Job :: Format the lines as a JSON list of strings, one string per line and blank lines omitted, starting at the line that contains "One point lands on every instance of the budgerigar resting" and ending after the line that contains "pixel 1017 337". Include both of these lines and none outside that span.

▬▬▬

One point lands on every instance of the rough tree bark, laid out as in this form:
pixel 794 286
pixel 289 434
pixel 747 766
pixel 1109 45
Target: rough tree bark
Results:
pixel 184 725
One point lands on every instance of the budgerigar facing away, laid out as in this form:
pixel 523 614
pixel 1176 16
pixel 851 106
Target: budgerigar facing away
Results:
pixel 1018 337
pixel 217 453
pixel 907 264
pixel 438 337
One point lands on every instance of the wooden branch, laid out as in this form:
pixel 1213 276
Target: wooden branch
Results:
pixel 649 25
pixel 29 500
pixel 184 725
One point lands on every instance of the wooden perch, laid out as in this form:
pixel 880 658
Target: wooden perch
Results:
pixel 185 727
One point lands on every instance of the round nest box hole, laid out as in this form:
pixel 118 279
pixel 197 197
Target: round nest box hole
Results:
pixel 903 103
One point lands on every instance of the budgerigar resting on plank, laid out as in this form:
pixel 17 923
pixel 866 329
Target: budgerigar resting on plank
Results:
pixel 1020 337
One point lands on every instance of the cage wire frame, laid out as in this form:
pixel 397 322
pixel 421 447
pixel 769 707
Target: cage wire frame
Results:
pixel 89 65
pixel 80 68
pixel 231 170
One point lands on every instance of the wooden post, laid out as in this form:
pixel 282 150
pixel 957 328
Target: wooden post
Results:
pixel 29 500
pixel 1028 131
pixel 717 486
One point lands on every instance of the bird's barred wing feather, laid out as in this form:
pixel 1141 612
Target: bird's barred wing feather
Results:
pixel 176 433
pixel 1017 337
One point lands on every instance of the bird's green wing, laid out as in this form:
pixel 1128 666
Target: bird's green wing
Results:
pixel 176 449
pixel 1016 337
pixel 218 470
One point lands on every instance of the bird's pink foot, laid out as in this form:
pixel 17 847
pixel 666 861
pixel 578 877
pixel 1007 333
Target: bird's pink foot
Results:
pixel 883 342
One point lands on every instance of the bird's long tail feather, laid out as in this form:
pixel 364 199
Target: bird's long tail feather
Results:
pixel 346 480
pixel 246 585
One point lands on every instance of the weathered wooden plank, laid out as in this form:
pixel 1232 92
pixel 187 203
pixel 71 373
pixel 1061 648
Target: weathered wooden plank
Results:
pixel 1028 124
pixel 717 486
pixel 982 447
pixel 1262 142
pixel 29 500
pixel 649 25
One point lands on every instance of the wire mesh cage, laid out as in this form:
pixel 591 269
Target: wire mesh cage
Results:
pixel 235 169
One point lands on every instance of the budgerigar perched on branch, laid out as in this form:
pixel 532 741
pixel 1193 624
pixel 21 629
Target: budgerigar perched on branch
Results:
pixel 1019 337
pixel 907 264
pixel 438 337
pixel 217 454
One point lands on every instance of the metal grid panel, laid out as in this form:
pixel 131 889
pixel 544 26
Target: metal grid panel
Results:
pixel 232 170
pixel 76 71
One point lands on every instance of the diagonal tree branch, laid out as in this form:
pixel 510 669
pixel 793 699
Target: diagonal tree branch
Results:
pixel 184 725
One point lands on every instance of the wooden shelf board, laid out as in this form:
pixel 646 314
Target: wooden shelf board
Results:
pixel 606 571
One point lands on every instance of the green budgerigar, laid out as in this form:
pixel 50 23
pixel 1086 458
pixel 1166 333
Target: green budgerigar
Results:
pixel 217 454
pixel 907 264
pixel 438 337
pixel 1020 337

▬▬▬

Full solution ::
[
  "One point lands on every instance of the budgerigar resting on plank, laid out as in this form:",
  "pixel 17 923",
  "pixel 866 329",
  "Target: budgerigar resting on plank",
  "Results:",
  "pixel 1020 337",
  "One point lands on every instance of the cage wire frame, laid out as in this form:",
  "pixel 397 322",
  "pixel 421 447",
  "pixel 769 707",
  "Target: cage wire frame",
  "Results:",
  "pixel 89 65",
  "pixel 80 68",
  "pixel 231 170",
  "One point lands on every instance of the wooden post, laid out as in this form:",
  "pixel 282 150",
  "pixel 957 328",
  "Target: wooden post",
  "Results:",
  "pixel 29 500",
  "pixel 1028 131",
  "pixel 717 486",
  "One point lands on every instance of the bird's barred wing feather, laid out as in this form:",
  "pixel 1141 612",
  "Target: bird's barred wing feather",
  "Results:",
  "pixel 176 433",
  "pixel 1017 337"
]